START EXERCISE INPUT
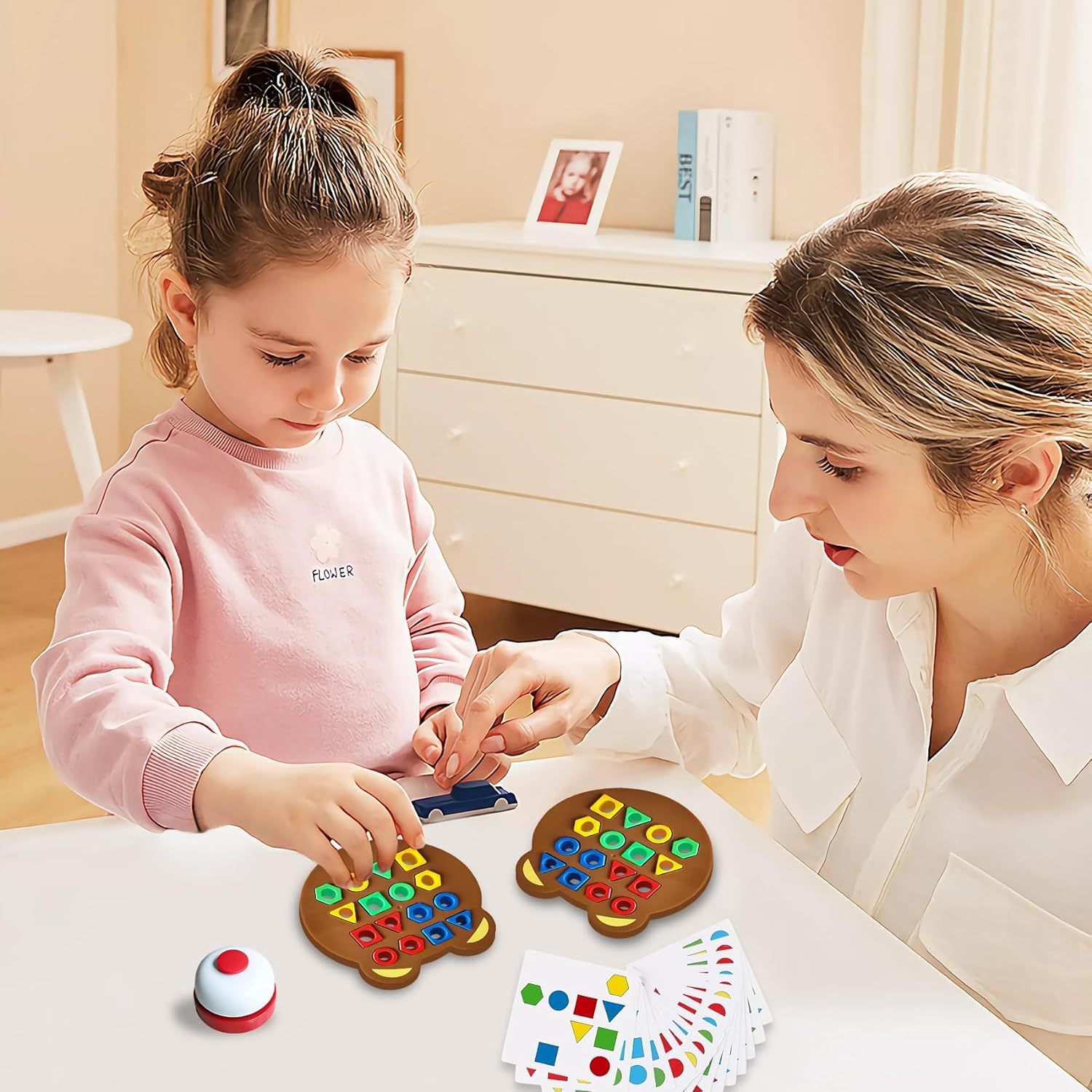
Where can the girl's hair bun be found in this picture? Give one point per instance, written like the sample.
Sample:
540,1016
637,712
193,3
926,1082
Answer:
END EXERCISE INPUT
● **PROBLEM DESCRIPTION**
Would you copy all of the data exactly? Keep the pictures out of it.

● **FINISHED EXERCISE**
Where can the girl's hair bun be found in this picture? Give one point per instance, written like the sample.
Sample:
540,1016
637,712
193,3
926,1082
Answer:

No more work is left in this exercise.